Omong Kosong [Januari 2019]

7 1 0
                                    

Kalian boleh ambil apa saja dariku, asal bukan kebebasanku dalam menulis.

***

Sepagian ini aku sudah menyibukkan diri sejak terbangun tanpa sengaja. Sial. Usahaku melenakan diri dalam lelap semakin tak pernah berhasil kalau hari libur tiba. Kapan pun aku jatuh tertidur (meski biasanya aku—hampir—tak pernah tidur sebelum atau selepas pukul satu pagi), pasti aku selalu terbangun tepat pukul enam lebih (yah, lebih empat lima juga masih dihitung pukul enam lebih, kan?). Itu kalau tidurku bisa sedikit berkualitas, karena semisal aku sudah terlalu lelah dengan segala ritus yang itu-itu saja ... bisa jadi aku terbangun di pukul tiga. Semakin lelah, semakin sering aku terbangun. Dan sebab itu pula, aku jadi merasa hampa ketika menjalani ritus seharian nanti.

Sekarang pukul sebelas lebih lima puluh dua, aku sudah selesai membersihkan rumah, mencuci baju dan memasak, pun membaca beberapa lembar halaman The Raven yang belum kutamatkan hingga saat ini. Oh, juga menyelesaikan sedikit pekerjaan kantor yang biasanya haram kubawa ke rumah. Setelahnya, aku mencoba menulis ini sembari menunggunya terbangun. Dia, laki-laki yang memenuhi pikiranku beberapa bulan terakhir. Mengisi sebagian besar ritusku setiap harinya dan terkadang mengisi bagian dalam diriku dengan keangkuhannya sebagai lelaki saat malam.

DATA YANG DIBERIKAN.
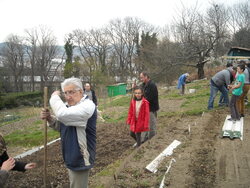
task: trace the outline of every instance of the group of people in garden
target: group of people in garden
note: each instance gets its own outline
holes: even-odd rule
[[[208,109],[213,108],[215,96],[221,92],[220,106],[230,106],[231,121],[244,117],[244,98],[249,91],[249,64],[240,62],[235,68],[227,68],[216,73],[210,80]],[[180,94],[185,94],[188,73],[178,79]],[[156,135],[156,119],[159,110],[158,89],[147,72],[140,73],[141,85],[132,88],[126,123],[130,125],[130,135],[136,141],[135,147]],[[235,83],[232,85],[232,82]],[[96,155],[97,98],[89,83],[83,87],[78,78],[68,78],[61,83],[62,93],[54,91],[49,100],[53,113],[42,109],[41,119],[48,126],[60,132],[63,160],[68,170],[71,188],[88,187],[89,170],[93,167]],[[232,90],[229,102],[228,93]],[[65,102],[62,100],[65,98]],[[36,166],[35,163],[15,161],[7,154],[5,142],[0,137],[0,187],[3,187],[8,171],[25,171]]]
[[[146,72],[140,74],[142,85],[133,88],[127,123],[136,147],[156,134],[156,118],[159,110],[158,90]],[[48,126],[60,132],[61,148],[68,170],[71,188],[87,188],[89,170],[96,155],[97,98],[89,83],[83,87],[78,78],[68,78],[61,83],[62,93],[54,91],[49,109],[42,109],[40,117]],[[65,102],[62,100],[64,97]],[[9,170],[25,171],[36,167],[35,163],[16,161],[7,154],[3,137],[0,137],[0,187],[4,187]]]

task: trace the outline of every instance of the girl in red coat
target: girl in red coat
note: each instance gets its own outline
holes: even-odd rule
[[[141,132],[149,131],[149,102],[143,97],[140,87],[134,88],[134,98],[130,103],[127,124],[130,125],[130,135],[136,140],[136,146],[139,147]]]

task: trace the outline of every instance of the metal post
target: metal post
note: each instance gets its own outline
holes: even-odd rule
[[[44,87],[44,109],[47,109],[48,101],[48,87]],[[44,188],[47,185],[47,120],[44,120],[44,173],[43,173],[43,184]]]

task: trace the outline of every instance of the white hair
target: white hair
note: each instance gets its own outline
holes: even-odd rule
[[[68,85],[74,85],[74,86],[76,86],[77,89],[83,90],[82,82],[81,82],[81,80],[79,78],[67,78],[67,79],[65,79],[61,83],[62,91],[64,91],[64,87],[68,86]]]

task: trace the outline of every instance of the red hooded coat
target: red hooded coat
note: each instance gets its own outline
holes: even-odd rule
[[[138,119],[136,119],[136,100],[132,99],[128,111],[127,124],[134,133],[149,131],[149,102],[143,97]]]

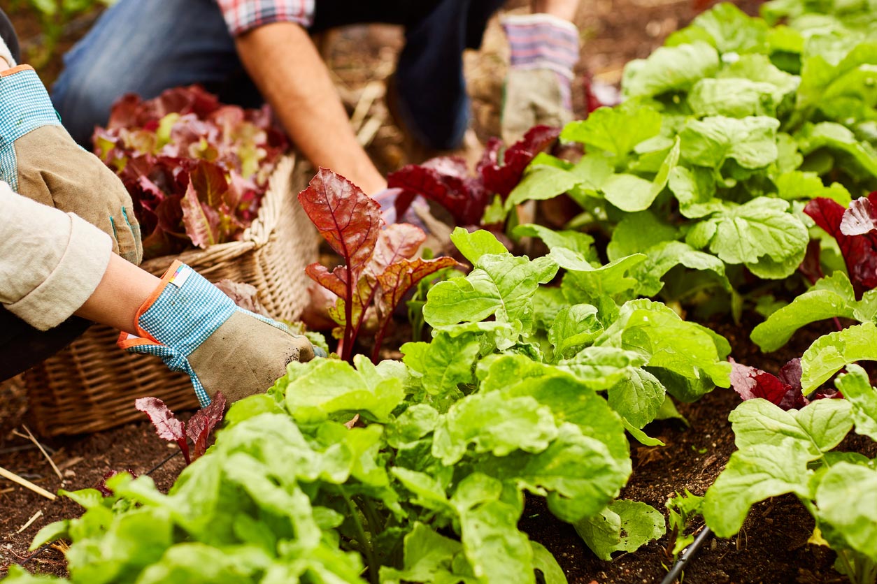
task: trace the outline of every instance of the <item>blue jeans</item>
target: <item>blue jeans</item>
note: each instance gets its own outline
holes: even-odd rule
[[[317,0],[318,32],[355,23],[405,27],[396,79],[399,114],[424,145],[453,148],[468,124],[462,52],[477,48],[503,0]],[[125,93],[145,99],[200,83],[221,101],[262,100],[215,0],[119,0],[64,57],[52,100],[73,137],[90,148],[96,125]]]

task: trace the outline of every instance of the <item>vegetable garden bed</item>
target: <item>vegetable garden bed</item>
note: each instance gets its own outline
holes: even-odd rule
[[[308,274],[341,299],[342,359],[235,405],[167,496],[114,476],[35,545],[71,538],[89,583],[647,584],[705,519],[724,538],[686,581],[873,582],[877,390],[853,363],[877,360],[875,25],[864,4],[765,10],[702,15],[627,66],[624,103],[490,143],[474,177],[392,175],[469,228],[460,271],[405,259],[413,228],[380,230],[321,171],[299,199],[341,255]],[[578,215],[507,222],[531,200]],[[502,243],[520,237],[542,252]],[[409,288],[430,341],[355,355]]]

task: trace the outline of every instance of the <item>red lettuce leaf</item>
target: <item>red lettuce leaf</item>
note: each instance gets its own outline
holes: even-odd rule
[[[195,412],[186,425],[186,435],[192,440],[192,460],[196,461],[207,450],[207,439],[216,425],[222,421],[225,412],[225,397],[217,391],[210,405]]]
[[[176,442],[189,464],[189,444],[186,443],[186,426],[176,419],[158,398],[139,398],[134,401],[134,407],[149,416],[149,421],[155,426],[159,438],[168,442]]]
[[[198,86],[123,96],[93,139],[132,195],[146,257],[239,239],[288,147],[267,107],[223,105]]]
[[[877,204],[877,192],[869,194],[867,201],[871,205]],[[859,203],[859,208],[862,206]],[[838,241],[850,281],[857,295],[860,296],[864,291],[877,287],[877,232],[871,230],[864,235],[845,234],[845,229],[860,231],[863,219],[861,214],[858,214],[856,220],[852,214],[847,215],[846,211],[839,203],[822,197],[813,199],[804,207],[804,213]],[[845,216],[847,221],[845,227],[842,227]]]

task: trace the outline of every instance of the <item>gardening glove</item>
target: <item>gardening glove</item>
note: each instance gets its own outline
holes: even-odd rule
[[[0,180],[37,202],[75,213],[108,233],[113,251],[139,264],[140,229],[116,174],[61,124],[36,72],[0,72]]]
[[[263,392],[286,373],[289,362],[310,361],[315,354],[305,337],[239,308],[179,261],[137,314],[139,336],[122,333],[118,346],[158,355],[172,370],[188,373],[202,407],[217,391],[229,401]]]
[[[506,144],[535,125],[563,126],[573,119],[573,67],[579,60],[575,25],[549,14],[506,17],[511,49],[502,130]]]

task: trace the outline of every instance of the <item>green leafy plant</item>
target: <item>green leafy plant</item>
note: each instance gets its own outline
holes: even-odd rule
[[[877,579],[877,471],[874,461],[835,450],[852,429],[877,440],[877,390],[858,365],[848,365],[838,389],[845,399],[821,399],[784,411],[765,399],[731,412],[738,450],[707,490],[703,517],[727,538],[752,505],[794,493],[816,521],[813,541],[838,552],[836,567],[855,584]]]

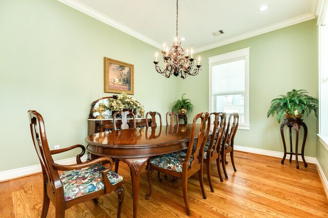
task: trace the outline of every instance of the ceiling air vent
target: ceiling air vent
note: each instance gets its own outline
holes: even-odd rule
[[[214,35],[214,36],[219,36],[220,35],[222,35],[223,33],[224,33],[223,31],[222,30],[218,30],[217,31],[214,32],[213,33],[213,34]]]

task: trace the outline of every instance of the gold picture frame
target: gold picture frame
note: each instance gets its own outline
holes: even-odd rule
[[[105,92],[134,94],[134,65],[122,61],[104,58]]]

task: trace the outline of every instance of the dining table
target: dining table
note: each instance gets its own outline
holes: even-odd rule
[[[195,138],[200,127],[196,124]],[[132,181],[133,217],[136,217],[142,167],[150,157],[187,149],[192,128],[192,124],[182,124],[112,130],[89,135],[85,141],[92,159],[97,156],[118,158],[128,165]]]

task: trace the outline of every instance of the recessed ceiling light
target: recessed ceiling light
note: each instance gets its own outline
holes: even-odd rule
[[[259,8],[258,10],[259,11],[263,11],[268,9],[269,7],[269,5],[263,5]]]

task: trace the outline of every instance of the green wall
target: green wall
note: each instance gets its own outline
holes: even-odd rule
[[[282,152],[280,125],[275,117],[267,118],[266,112],[273,99],[293,88],[317,95],[316,28],[312,19],[195,54],[202,60],[201,76],[189,78],[179,86],[179,93],[187,93],[186,97],[195,105],[189,120],[209,110],[208,58],[250,47],[250,130],[238,130],[235,144]],[[303,118],[309,130],[305,155],[316,157],[318,119],[314,114]],[[300,131],[302,134],[302,129]]]
[[[134,98],[146,111],[165,114],[186,93],[195,106],[191,123],[208,110],[208,58],[250,47],[251,129],[238,130],[239,146],[282,151],[280,125],[266,118],[271,100],[292,88],[316,94],[315,20],[201,52],[200,75],[184,80],[156,72],[158,49],[55,0],[0,0],[0,141],[2,154],[10,154],[2,155],[0,172],[38,163],[28,110],[43,115],[51,147],[85,144],[90,104],[103,90],[104,57],[134,64]],[[304,119],[305,155],[315,157],[317,119]]]
[[[43,115],[51,149],[86,144],[91,103],[104,90],[104,57],[134,64],[133,97],[146,111],[165,114],[179,96],[178,80],[156,72],[156,50],[55,0],[1,0],[0,172],[38,163],[28,110]]]

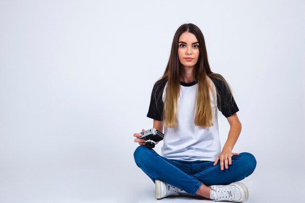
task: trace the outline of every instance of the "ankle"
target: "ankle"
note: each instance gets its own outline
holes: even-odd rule
[[[210,186],[202,184],[198,189],[196,194],[206,198],[210,199],[210,193],[211,188]]]

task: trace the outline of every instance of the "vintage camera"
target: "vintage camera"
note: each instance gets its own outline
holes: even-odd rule
[[[153,148],[156,142],[160,141],[164,138],[164,134],[156,129],[152,128],[140,132],[142,136],[138,139],[146,140],[145,145],[149,148]]]

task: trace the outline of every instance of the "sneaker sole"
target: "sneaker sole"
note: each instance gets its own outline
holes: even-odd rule
[[[239,186],[242,187],[243,189],[244,189],[244,194],[245,195],[245,198],[244,200],[241,200],[242,201],[241,202],[247,201],[249,197],[249,192],[248,192],[248,188],[247,188],[247,186],[245,184],[242,183],[235,183],[235,184],[238,185]]]
[[[159,180],[156,180],[154,181],[156,186],[156,198],[159,200],[161,197],[161,182]]]

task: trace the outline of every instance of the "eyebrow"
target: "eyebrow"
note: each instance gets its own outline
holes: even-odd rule
[[[187,43],[186,42],[184,42],[184,41],[179,41],[179,42],[178,42],[178,43],[183,43],[183,44],[187,44]],[[191,44],[199,44],[199,42],[198,42],[198,41],[196,41],[196,42],[192,43],[191,43]]]

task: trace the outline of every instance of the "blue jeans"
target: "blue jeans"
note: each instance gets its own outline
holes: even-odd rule
[[[169,159],[145,146],[138,147],[133,153],[136,165],[154,183],[160,180],[194,195],[204,184],[228,185],[250,175],[256,166],[254,156],[240,153],[232,157],[232,164],[221,170],[219,162],[187,161]]]

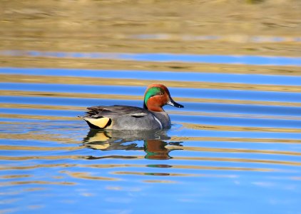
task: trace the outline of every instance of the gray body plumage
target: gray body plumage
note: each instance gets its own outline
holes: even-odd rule
[[[88,121],[102,118],[111,120],[103,129],[155,130],[170,127],[170,118],[165,111],[155,112],[126,106],[93,106],[88,108],[88,110],[86,114],[81,118],[93,128],[98,128],[89,124]]]

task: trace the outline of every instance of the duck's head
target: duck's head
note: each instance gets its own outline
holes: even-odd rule
[[[184,107],[173,100],[166,86],[162,84],[150,85],[144,94],[143,108],[152,111],[163,111],[162,107],[165,105]]]

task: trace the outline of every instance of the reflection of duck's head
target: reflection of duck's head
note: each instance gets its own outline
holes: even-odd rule
[[[167,160],[170,150],[164,141],[170,138],[165,131],[103,131],[91,129],[83,140],[88,148],[101,151],[109,150],[144,150],[147,159]],[[138,146],[137,141],[143,141],[143,146]],[[174,144],[179,143],[168,143]]]
[[[168,140],[165,131],[117,131],[91,129],[83,138],[83,145],[100,150],[142,150],[137,147],[136,141]],[[132,143],[126,143],[132,142]]]
[[[170,151],[165,148],[167,143],[162,141],[147,140],[144,141],[144,151],[146,159],[167,160],[170,158]]]

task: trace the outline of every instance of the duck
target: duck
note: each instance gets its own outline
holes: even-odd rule
[[[170,118],[163,110],[165,105],[184,106],[173,101],[168,88],[150,84],[144,93],[143,108],[114,105],[88,107],[86,115],[79,116],[92,129],[159,130],[171,126]]]

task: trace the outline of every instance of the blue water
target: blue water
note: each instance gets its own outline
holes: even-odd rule
[[[187,2],[6,2],[0,213],[301,213],[295,11],[203,1],[187,17]],[[96,131],[78,118],[142,107],[151,83],[185,106],[164,106],[168,130]]]

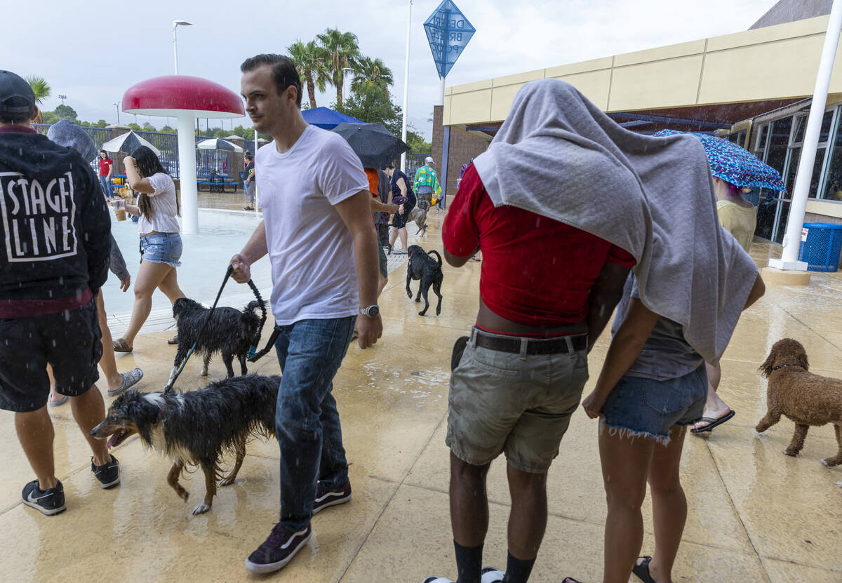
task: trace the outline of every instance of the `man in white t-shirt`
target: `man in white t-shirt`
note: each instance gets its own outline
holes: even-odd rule
[[[254,128],[274,140],[257,151],[264,220],[231,259],[243,283],[269,254],[275,343],[283,371],[275,429],[280,447],[280,521],[246,559],[266,573],[310,538],[312,515],[351,499],[333,379],[354,324],[360,347],[377,341],[377,237],[360,158],[338,134],[301,117],[301,80],[280,55],[246,60],[242,93]]]

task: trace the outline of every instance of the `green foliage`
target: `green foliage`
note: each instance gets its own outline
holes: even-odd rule
[[[40,123],[49,124],[50,126],[58,123],[61,120],[61,118],[52,111],[42,111],[41,119],[42,121]]]
[[[342,70],[355,68],[361,55],[357,35],[352,32],[341,32],[338,29],[328,29],[316,38],[327,51],[327,67],[330,72],[331,84],[336,88],[336,103],[342,105]]]
[[[40,105],[44,103],[45,99],[50,97],[50,92],[52,91],[52,88],[50,87],[50,83],[43,77],[30,75],[26,78],[26,83],[29,83],[29,87],[32,88],[32,93],[35,94],[35,103],[37,104]]]
[[[351,84],[352,90],[359,90],[360,87],[376,85],[386,89],[388,95],[389,87],[394,83],[392,69],[380,59],[361,56],[355,67],[356,76]]]
[[[286,47],[286,51],[296,64],[298,76],[304,80],[306,86],[310,107],[318,107],[316,104],[316,89],[324,91],[328,82],[330,81],[328,51],[315,40],[304,44],[301,40]]]
[[[71,121],[76,120],[76,110],[70,105],[59,105],[56,108],[55,113],[60,120],[70,120]]]
[[[332,107],[366,123],[381,121],[392,134],[401,135],[401,108],[392,102],[384,87],[363,84],[351,92],[345,103],[334,104]]]

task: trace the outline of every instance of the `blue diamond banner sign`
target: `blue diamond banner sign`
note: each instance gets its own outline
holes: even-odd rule
[[[477,29],[450,0],[439,4],[424,21],[424,28],[439,77],[447,77]]]

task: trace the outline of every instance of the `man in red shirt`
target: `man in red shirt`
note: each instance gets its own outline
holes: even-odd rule
[[[588,380],[588,351],[635,261],[584,231],[514,206],[495,207],[473,165],[445,217],[442,238],[454,267],[481,248],[483,259],[477,324],[452,372],[449,398],[458,580],[480,581],[486,475],[504,452],[509,559],[505,579],[498,571],[494,580],[520,583],[544,536],[546,472]]]
[[[105,150],[99,151],[99,184],[103,187],[103,194],[109,201],[111,200],[111,174],[114,172],[114,161],[108,157]]]

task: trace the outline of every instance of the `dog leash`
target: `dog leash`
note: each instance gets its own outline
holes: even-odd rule
[[[184,357],[184,362],[181,363],[181,367],[179,368],[179,370],[175,373],[175,376],[173,377],[173,380],[168,382],[167,386],[164,387],[163,388],[163,395],[164,397],[166,397],[169,393],[169,392],[173,390],[173,386],[175,384],[175,381],[179,378],[179,375],[180,375],[181,372],[184,370],[184,366],[187,366],[187,361],[190,360],[190,355],[192,355],[193,351],[195,350],[196,345],[199,343],[199,339],[202,337],[203,334],[205,334],[205,329],[207,328],[208,323],[210,321],[210,318],[213,316],[214,310],[216,309],[216,304],[219,303],[219,298],[222,296],[222,290],[225,289],[225,284],[228,282],[228,278],[231,277],[231,274],[233,271],[234,271],[234,266],[228,265],[228,269],[226,270],[225,272],[225,277],[222,278],[222,285],[219,286],[219,292],[216,293],[216,299],[214,300],[213,305],[210,307],[210,311],[208,312],[207,318],[205,318],[205,323],[202,324],[201,329],[199,330],[199,334],[196,336],[195,342],[193,343],[193,346],[190,347],[189,351],[187,353],[187,356]],[[260,308],[260,311],[263,313],[263,315],[260,318],[260,324],[258,325],[257,334],[255,334],[254,339],[252,341],[252,345],[251,346],[249,346],[248,349],[248,354],[249,356],[251,356],[254,354],[254,351],[257,350],[258,345],[260,344],[260,330],[261,329],[263,329],[263,325],[266,322],[266,304],[264,302],[264,299],[260,296],[260,292],[258,290],[258,286],[254,285],[254,282],[252,280],[248,280],[248,286],[252,288],[252,292],[254,293],[254,297],[258,300],[258,307]],[[277,334],[273,333],[273,334],[274,335],[272,338],[272,343],[274,344],[274,340],[278,336]],[[256,361],[258,358],[259,358],[268,351],[269,351],[269,346],[267,346],[266,350],[264,350],[258,356],[254,358],[254,361]],[[249,359],[250,362],[253,362],[254,361]]]

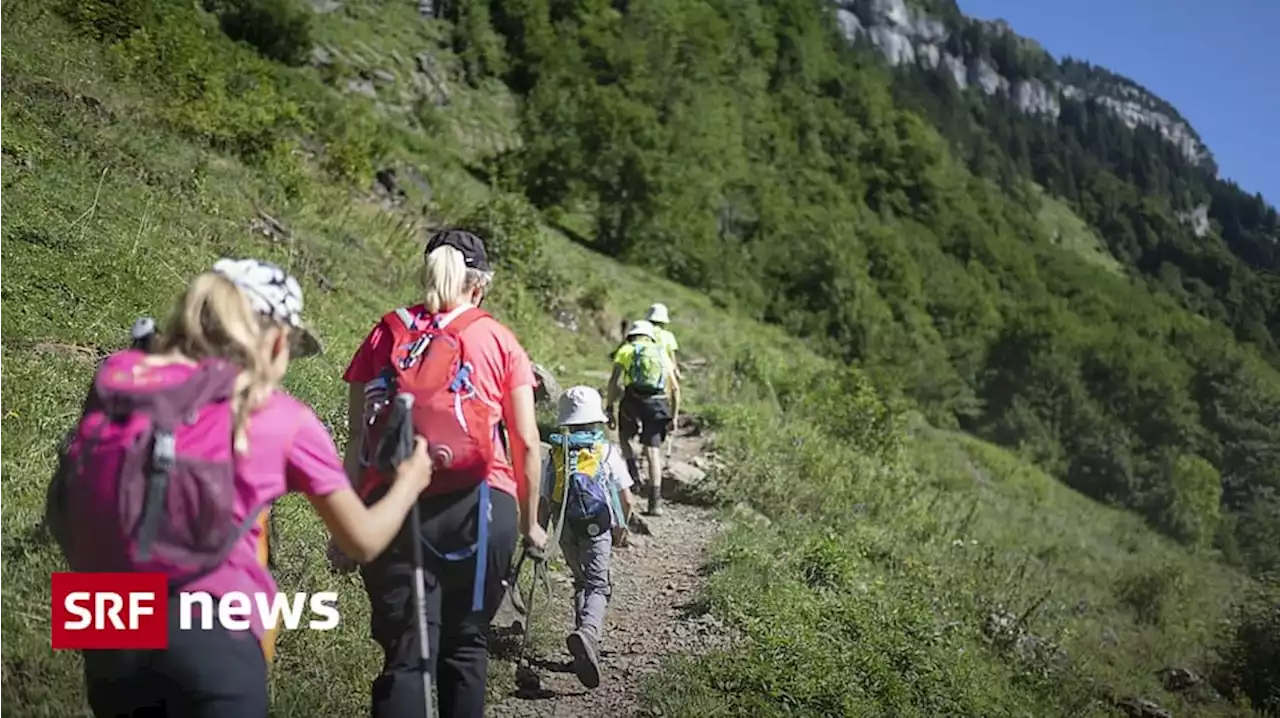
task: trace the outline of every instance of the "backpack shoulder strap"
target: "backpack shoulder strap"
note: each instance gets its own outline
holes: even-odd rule
[[[408,307],[396,307],[396,311],[393,311],[392,314],[396,315],[396,319],[401,320],[401,323],[404,325],[404,329],[413,329],[413,325],[417,324],[417,317],[408,311]],[[387,316],[390,317],[390,315]]]
[[[403,334],[417,329],[417,316],[410,310],[410,307],[396,307],[383,315],[383,324],[385,324],[392,333]]]
[[[493,315],[490,315],[489,312],[484,311],[480,307],[468,307],[467,310],[458,314],[458,316],[454,316],[448,324],[445,324],[444,331],[448,331],[449,334],[457,337],[458,334],[466,331],[467,328],[475,324],[476,321],[492,317]]]

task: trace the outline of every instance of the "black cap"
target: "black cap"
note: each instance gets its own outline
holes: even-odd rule
[[[467,232],[466,229],[442,229],[426,241],[426,252],[430,255],[436,247],[453,247],[462,252],[462,260],[467,262],[467,269],[490,271],[489,255],[484,251],[484,239]]]

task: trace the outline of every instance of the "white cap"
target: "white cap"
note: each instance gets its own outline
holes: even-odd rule
[[[608,421],[608,417],[604,416],[602,403],[600,393],[595,389],[590,387],[570,387],[561,395],[559,419],[557,421],[561,426],[604,424]]]
[[[253,311],[298,333],[296,358],[324,351],[320,339],[302,321],[302,287],[289,273],[271,262],[233,259],[218,260],[214,271],[236,284]]]
[[[671,321],[671,316],[667,314],[667,305],[658,302],[649,307],[649,314],[645,316],[649,321],[657,321],[658,324],[667,324]]]
[[[632,321],[631,326],[627,328],[627,338],[630,339],[631,337],[648,337],[653,339],[653,325],[643,319]]]

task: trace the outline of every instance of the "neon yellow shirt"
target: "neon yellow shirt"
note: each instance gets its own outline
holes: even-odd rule
[[[680,344],[676,343],[676,335],[660,326],[654,328],[654,334],[658,335],[658,343],[667,352],[671,358],[676,357],[676,352],[680,351]]]
[[[675,339],[672,339],[672,340],[675,340]],[[639,342],[644,342],[644,343],[648,343],[648,344],[655,344],[657,343],[657,342],[654,342],[653,339],[649,339],[649,338],[640,338],[640,339],[635,339],[632,342],[627,342],[626,344],[622,344],[621,347],[618,347],[618,351],[613,352],[613,363],[616,363],[617,366],[622,367],[622,376],[620,379],[621,379],[621,384],[622,384],[623,388],[626,388],[626,385],[631,383],[631,367],[632,367],[632,365],[635,363],[635,360],[636,360],[636,347],[635,347],[635,344],[639,343]],[[663,351],[662,356],[666,360],[663,362],[663,369],[667,372],[667,384],[669,385],[673,372],[671,370],[672,369],[671,367],[671,356],[666,352],[666,347],[664,347],[664,351]]]

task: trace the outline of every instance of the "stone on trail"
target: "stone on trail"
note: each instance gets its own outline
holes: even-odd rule
[[[663,474],[676,485],[677,490],[686,490],[696,486],[704,479],[707,479],[707,472],[691,463],[685,463],[682,461],[669,461],[663,468]]]
[[[538,379],[538,387],[534,388],[534,399],[538,402],[547,402],[556,406],[563,393],[559,387],[559,381],[556,380],[556,375],[550,372],[547,367],[540,363],[534,365],[534,376]]]

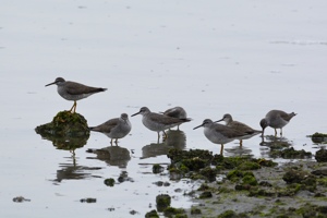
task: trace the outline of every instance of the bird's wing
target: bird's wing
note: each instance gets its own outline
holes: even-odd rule
[[[111,130],[114,126],[117,126],[118,122],[119,122],[119,119],[114,118],[114,119],[108,120],[107,122],[105,122],[98,126],[92,128],[90,130],[97,131],[97,132],[110,133]]]
[[[100,92],[101,88],[86,86],[81,83],[65,82],[65,89],[68,94],[78,95],[78,94],[97,93]]]

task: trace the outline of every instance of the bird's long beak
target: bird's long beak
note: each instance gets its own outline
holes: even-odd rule
[[[222,121],[223,120],[223,118],[222,119],[220,119],[220,120],[217,120],[217,121],[215,121],[215,122],[220,122],[220,121]]]
[[[193,128],[193,130],[196,130],[197,128],[202,128],[202,126],[203,126],[203,124],[197,125],[196,128]]]
[[[131,117],[134,117],[134,116],[137,116],[137,114],[140,114],[140,111],[138,111],[138,112],[136,112],[136,113],[134,113],[134,114],[132,114]]]
[[[53,82],[53,83],[49,83],[48,85],[46,85],[46,87],[47,87],[47,86],[49,86],[49,85],[53,85],[53,84],[56,84],[56,82]]]

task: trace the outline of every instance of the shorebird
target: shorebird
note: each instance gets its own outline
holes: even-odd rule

TUGAS.
Tentukan apakah setiap pernyataan berikut sesuai dengan teks sumber, lalu jawab ya atau tidak disertai kutipan kata-kata teks yang menjadi penentunya. (a) Semakin lelah, narator semakin jarang terbangun. (b) Narator sudah menamatkan The Raven. (c) Narator mengerjakan sedikit pekerjaan kantor di rumah.

HASIL PENGERJAAN.
(a) Tidak. "Semakin lelah, semakin sering aku terbangun."
(b) Tidak. "membaca beberapa lembar halaman The Raven yang belum kutamatkan hingga saat ini"
(c) Ya. "juga menyelesaikan sedikit pekerjaan kantor yang biasanya haram kubawa ke rumah"